What is being asked -
Output every line between the one containing "Segment the tripod" and the one containing "Provide the mask of the tripod base.", inclusive, as a Markdown table with the columns Row and Line. Number each row and leave out any blank lines.

___ Records for the task ___

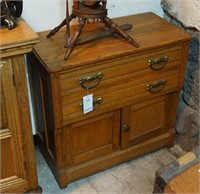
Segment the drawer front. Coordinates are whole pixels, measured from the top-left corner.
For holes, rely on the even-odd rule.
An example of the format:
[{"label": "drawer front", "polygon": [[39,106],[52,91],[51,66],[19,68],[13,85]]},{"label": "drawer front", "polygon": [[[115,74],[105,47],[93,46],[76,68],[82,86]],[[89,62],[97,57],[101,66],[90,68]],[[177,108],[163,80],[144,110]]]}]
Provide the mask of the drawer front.
[{"label": "drawer front", "polygon": [[162,95],[179,87],[181,46],[121,58],[60,74],[63,122],[83,115],[82,97],[93,93],[98,113],[121,108],[141,98]]}]

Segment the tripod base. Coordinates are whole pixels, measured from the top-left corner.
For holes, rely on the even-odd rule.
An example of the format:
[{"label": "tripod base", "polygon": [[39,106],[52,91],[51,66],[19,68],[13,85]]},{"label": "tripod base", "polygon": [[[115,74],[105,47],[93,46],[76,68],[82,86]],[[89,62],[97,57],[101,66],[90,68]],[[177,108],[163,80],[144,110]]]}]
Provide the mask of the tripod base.
[{"label": "tripod base", "polygon": [[[64,59],[67,60],[71,54],[71,52],[73,51],[74,47],[78,44],[78,37],[80,36],[81,32],[82,32],[82,29],[83,27],[85,26],[86,22],[88,19],[92,18],[90,17],[90,14],[88,15],[84,15],[85,17],[79,17],[79,20],[78,20],[78,28],[75,32],[75,35],[74,37],[70,37],[70,31],[68,30],[67,32],[67,39],[68,39],[68,42],[67,44],[65,45],[65,47],[67,48],[67,51],[65,53],[65,56],[64,56]],[[94,14],[92,15],[94,16]],[[53,30],[50,31],[50,33],[47,35],[47,38],[50,38],[51,36],[53,36],[56,32],[58,32],[63,26],[66,25],[66,28],[69,29],[69,23],[72,19],[76,18],[77,16],[74,15],[73,13],[69,16],[69,19],[66,20],[64,19],[60,25],[58,25],[57,27],[55,27]],[[111,29],[111,32],[112,33],[117,33],[119,34],[121,37],[125,38],[130,44],[132,44],[133,46],[135,46],[136,48],[139,47],[138,43],[134,41],[134,39],[132,37],[130,37],[128,34],[126,34],[123,29],[121,29],[117,24],[115,24],[109,17],[105,16],[105,13],[104,13],[104,16],[100,17],[93,17],[92,19],[99,19],[99,21],[102,21],[106,27],[110,28]],[[68,21],[68,22],[66,22]],[[111,34],[112,34],[111,33]],[[95,36],[93,37],[93,39],[96,39],[98,38],[98,36]],[[90,39],[93,40],[93,39]],[[70,40],[70,41],[69,41]],[[83,42],[88,42],[88,41],[82,41],[82,44]]]}]

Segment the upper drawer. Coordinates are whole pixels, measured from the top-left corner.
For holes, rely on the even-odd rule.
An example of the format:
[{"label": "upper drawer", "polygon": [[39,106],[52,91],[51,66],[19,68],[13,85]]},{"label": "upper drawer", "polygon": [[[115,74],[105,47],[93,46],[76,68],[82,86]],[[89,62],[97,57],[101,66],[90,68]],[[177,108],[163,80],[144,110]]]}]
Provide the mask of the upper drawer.
[{"label": "upper drawer", "polygon": [[102,98],[103,103],[98,109],[102,113],[123,107],[133,100],[177,89],[181,49],[176,46],[94,64],[79,71],[62,72],[60,95],[64,123],[84,117],[80,103],[88,93],[93,93],[94,100]]}]

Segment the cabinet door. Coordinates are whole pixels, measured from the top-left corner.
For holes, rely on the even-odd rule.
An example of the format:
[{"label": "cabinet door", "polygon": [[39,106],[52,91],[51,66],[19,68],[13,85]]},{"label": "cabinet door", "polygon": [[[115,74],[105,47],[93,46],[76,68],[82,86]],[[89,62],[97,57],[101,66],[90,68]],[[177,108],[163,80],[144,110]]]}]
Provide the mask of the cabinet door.
[{"label": "cabinet door", "polygon": [[[60,164],[79,164],[119,149],[120,110],[66,126],[56,131]],[[69,159],[71,155],[71,159]],[[66,157],[67,156],[67,157]]]},{"label": "cabinet door", "polygon": [[121,147],[139,144],[165,132],[166,96],[122,109]]},{"label": "cabinet door", "polygon": [[1,61],[0,192],[28,190],[22,153],[22,131],[17,111],[11,59]]}]

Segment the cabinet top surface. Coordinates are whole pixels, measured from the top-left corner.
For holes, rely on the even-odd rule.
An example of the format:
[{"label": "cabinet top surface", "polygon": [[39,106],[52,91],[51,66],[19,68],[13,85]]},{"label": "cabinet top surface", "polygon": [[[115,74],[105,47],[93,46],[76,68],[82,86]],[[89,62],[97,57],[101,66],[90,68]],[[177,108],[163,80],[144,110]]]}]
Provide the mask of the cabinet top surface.
[{"label": "cabinet top surface", "polygon": [[0,29],[0,50],[19,46],[32,45],[39,42],[38,35],[23,20],[18,19],[18,25],[8,30],[6,27]]},{"label": "cabinet top surface", "polygon": [[[40,43],[35,45],[35,52],[43,61],[43,65],[47,71],[57,72],[81,68],[96,62],[116,59],[151,49],[159,49],[191,39],[189,34],[153,13],[125,16],[115,18],[113,21],[117,25],[133,25],[133,28],[126,31],[126,33],[139,44],[139,48],[135,48],[121,37],[113,37],[110,35],[83,45],[75,46],[69,59],[64,60],[64,54],[67,49],[64,48],[66,44],[66,31],[63,28],[51,38],[46,38],[47,31],[39,33]],[[76,26],[71,27],[71,34],[74,33],[75,29]],[[80,38],[101,33],[103,30],[105,30],[103,24],[86,24]]]}]

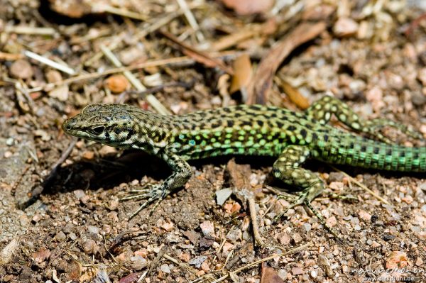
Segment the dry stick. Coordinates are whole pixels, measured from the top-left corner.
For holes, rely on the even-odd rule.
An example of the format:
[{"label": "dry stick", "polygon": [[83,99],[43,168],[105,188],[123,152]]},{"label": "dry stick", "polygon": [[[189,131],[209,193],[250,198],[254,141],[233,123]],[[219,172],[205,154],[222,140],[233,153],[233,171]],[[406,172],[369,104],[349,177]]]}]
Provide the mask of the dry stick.
[{"label": "dry stick", "polygon": [[332,168],[333,168],[334,170],[339,172],[341,173],[342,173],[344,175],[345,175],[346,177],[348,177],[349,179],[351,179],[354,183],[356,184],[358,186],[359,186],[361,188],[364,189],[364,190],[367,191],[368,192],[370,193],[370,194],[371,194],[373,196],[374,196],[375,198],[376,198],[377,199],[378,199],[379,201],[381,201],[381,202],[383,202],[383,204],[389,204],[389,202],[388,201],[386,201],[385,199],[383,199],[383,197],[380,196],[378,194],[376,194],[374,192],[371,191],[370,189],[367,188],[366,187],[365,184],[356,181],[354,178],[353,178],[351,176],[349,176],[347,173],[339,170],[339,169],[336,168],[334,166],[332,165],[329,165]]},{"label": "dry stick", "polygon": [[[94,7],[94,6],[92,6],[92,7]],[[142,15],[140,13],[132,12],[131,11],[128,11],[128,10],[126,10],[124,9],[115,8],[115,7],[113,7],[109,5],[102,6],[102,11],[104,12],[114,13],[115,15],[119,15],[119,16],[122,16],[124,17],[133,18],[135,20],[139,20],[139,21],[148,21],[148,18],[146,16]]]},{"label": "dry stick", "polygon": [[259,225],[258,223],[257,213],[256,210],[256,203],[253,197],[248,198],[248,209],[250,210],[250,218],[251,219],[251,226],[253,227],[253,235],[254,235],[255,243],[260,247],[264,247],[265,243],[259,233]]},{"label": "dry stick", "polygon": [[26,50],[23,52],[23,54],[28,57],[37,60],[40,63],[45,64],[48,66],[52,67],[53,68],[58,69],[60,71],[65,72],[72,76],[76,74],[75,71],[74,71],[74,70],[72,70],[70,67],[53,61],[50,59],[48,59],[45,57],[40,56],[38,54],[34,53],[33,52]]},{"label": "dry stick", "polygon": [[56,30],[52,28],[38,28],[23,26],[7,26],[4,28],[4,32],[6,33],[19,33],[40,35],[53,35],[55,33],[57,33]]},{"label": "dry stick", "polygon": [[[236,51],[226,51],[221,53],[218,53],[213,57],[236,57],[240,52]],[[52,82],[50,84],[46,84],[44,87],[35,87],[31,89],[28,89],[28,92],[34,92],[34,91],[40,91],[41,90],[49,91],[52,89],[61,86],[62,84],[72,84],[75,82],[79,82],[84,79],[96,79],[99,77],[106,76],[108,74],[121,73],[125,71],[133,71],[134,70],[138,69],[144,69],[149,68],[153,67],[159,67],[168,65],[184,65],[185,64],[193,64],[195,60],[190,57],[189,56],[181,56],[176,57],[174,58],[168,58],[168,59],[161,59],[158,60],[153,60],[149,62],[145,62],[143,63],[137,64],[133,66],[129,67],[121,67],[119,68],[113,68],[107,70],[102,72],[94,72],[94,73],[87,73],[83,74],[80,76],[70,77],[67,79],[64,79],[62,81]]]},{"label": "dry stick", "polygon": [[183,11],[183,13],[185,14],[185,18],[188,21],[188,23],[190,24],[190,26],[191,26],[191,28],[192,28],[192,29],[194,30],[195,30],[195,35],[197,36],[197,39],[198,40],[198,42],[200,42],[200,43],[204,42],[205,40],[205,38],[204,38],[202,33],[200,30],[200,26],[198,26],[198,23],[197,23],[197,20],[195,19],[195,17],[192,14],[192,12],[191,12],[191,10],[188,7],[188,4],[186,3],[186,1],[185,0],[176,0],[176,1],[178,1],[178,4],[180,6],[180,9]]},{"label": "dry stick", "polygon": [[266,262],[267,260],[272,260],[272,259],[273,259],[275,257],[282,257],[283,255],[289,255],[290,253],[294,253],[298,252],[300,250],[303,250],[305,248],[309,247],[311,245],[312,245],[312,243],[308,243],[307,244],[305,244],[305,245],[301,245],[300,247],[295,248],[294,249],[290,250],[288,250],[288,251],[287,251],[285,253],[281,253],[280,255],[271,255],[271,256],[269,256],[268,257],[265,257],[265,258],[263,258],[261,260],[257,260],[257,261],[256,261],[254,262],[249,263],[247,265],[244,265],[242,267],[240,267],[240,268],[238,268],[238,269],[236,269],[236,270],[235,270],[234,271],[229,272],[229,273],[228,273],[226,275],[224,275],[224,276],[222,276],[220,278],[218,278],[217,279],[212,282],[212,283],[219,283],[219,282],[221,282],[225,280],[226,278],[228,278],[230,276],[229,275],[230,273],[233,273],[233,274],[238,273],[238,272],[241,272],[241,271],[243,271],[244,270],[247,270],[247,269],[251,267],[252,266],[258,265],[259,263],[262,263],[262,262]]},{"label": "dry stick", "polygon": [[[106,57],[107,57],[108,59],[109,59],[109,60],[111,61],[111,62],[114,64],[116,67],[123,67],[123,65],[119,60],[119,59],[116,57],[115,57],[115,55],[112,54],[109,49],[108,49],[105,45],[101,45],[101,50],[104,52],[104,55]],[[124,71],[123,72],[123,74],[127,78],[127,79],[130,81],[131,84],[133,84],[133,86],[136,88],[136,89],[138,89],[138,91],[144,91],[146,89],[146,87],[145,87],[145,86],[142,84],[141,81],[139,81],[135,76],[133,76],[133,74],[130,71]],[[158,99],[157,99],[153,95],[148,94],[146,99],[146,101],[159,113],[163,115],[170,114],[170,112],[168,110],[167,110],[167,109],[163,104],[161,104],[161,102],[160,102]]]}]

___

Written reply -
| Row | Line |
|---|---|
| 1 | Segment the tripod base. Coordinates are whole pixels, measured from the top-left corner. |
| 2 | For holes, rely on the even-odd rule. |
| 3 | An example of the format: |
| 4 | [{"label": "tripod base", "polygon": [[39,106],[52,91],[51,66],[19,68],[13,85]]},{"label": "tripod base", "polygon": [[[115,74],[105,47],[93,46],[76,68],[82,86]],[[89,62],[97,57],[101,66],[90,68]],[[177,108],[163,80],[144,110]]]}] |
| 5 | Provide the mask of the tripod base. |